_TASK_
Which lines in the items below contain the string "Give"? Gather every one of them. Case matters.

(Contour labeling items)

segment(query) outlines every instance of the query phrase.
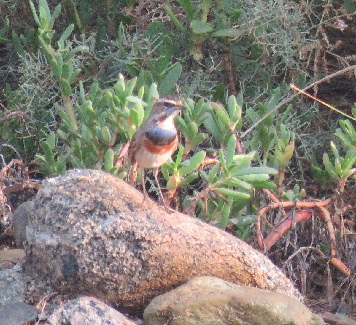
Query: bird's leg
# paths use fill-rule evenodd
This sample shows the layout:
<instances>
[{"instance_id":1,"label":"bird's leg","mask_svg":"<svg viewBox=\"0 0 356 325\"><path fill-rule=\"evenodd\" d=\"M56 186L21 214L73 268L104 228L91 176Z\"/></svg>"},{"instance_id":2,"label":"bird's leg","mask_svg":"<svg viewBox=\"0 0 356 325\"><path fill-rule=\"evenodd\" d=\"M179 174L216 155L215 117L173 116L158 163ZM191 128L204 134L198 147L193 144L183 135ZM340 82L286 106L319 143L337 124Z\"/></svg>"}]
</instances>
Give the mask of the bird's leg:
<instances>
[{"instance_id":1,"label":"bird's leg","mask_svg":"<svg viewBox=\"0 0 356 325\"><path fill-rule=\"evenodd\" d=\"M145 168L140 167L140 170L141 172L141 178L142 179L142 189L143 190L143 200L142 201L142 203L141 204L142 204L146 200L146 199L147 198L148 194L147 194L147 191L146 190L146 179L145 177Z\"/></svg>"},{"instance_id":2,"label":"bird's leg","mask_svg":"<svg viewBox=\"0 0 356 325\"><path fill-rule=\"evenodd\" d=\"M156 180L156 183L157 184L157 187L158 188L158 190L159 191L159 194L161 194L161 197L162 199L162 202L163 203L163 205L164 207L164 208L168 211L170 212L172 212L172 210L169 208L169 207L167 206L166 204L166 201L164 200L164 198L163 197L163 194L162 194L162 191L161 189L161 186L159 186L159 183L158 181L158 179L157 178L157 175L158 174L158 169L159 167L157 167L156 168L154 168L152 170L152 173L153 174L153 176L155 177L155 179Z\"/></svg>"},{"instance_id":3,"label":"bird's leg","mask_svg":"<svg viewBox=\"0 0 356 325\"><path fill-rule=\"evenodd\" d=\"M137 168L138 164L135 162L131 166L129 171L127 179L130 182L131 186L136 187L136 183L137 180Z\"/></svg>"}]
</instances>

...

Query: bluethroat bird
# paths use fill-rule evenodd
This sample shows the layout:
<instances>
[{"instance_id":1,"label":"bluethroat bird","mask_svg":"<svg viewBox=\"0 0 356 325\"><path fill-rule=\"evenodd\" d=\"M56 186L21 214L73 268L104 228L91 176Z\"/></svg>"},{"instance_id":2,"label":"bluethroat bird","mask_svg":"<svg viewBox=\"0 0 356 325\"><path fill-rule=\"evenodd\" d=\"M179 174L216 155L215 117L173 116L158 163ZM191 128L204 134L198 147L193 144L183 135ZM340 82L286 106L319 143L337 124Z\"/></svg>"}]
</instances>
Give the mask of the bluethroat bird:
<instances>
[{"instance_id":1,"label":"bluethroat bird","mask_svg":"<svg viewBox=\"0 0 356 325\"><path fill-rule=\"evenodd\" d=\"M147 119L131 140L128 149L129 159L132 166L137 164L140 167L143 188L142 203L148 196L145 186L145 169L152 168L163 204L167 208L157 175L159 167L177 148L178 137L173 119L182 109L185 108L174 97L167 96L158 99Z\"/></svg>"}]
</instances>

_WRITTEN ANSWER_
Give the mask of the bird's leg:
Give the mask of the bluethroat bird:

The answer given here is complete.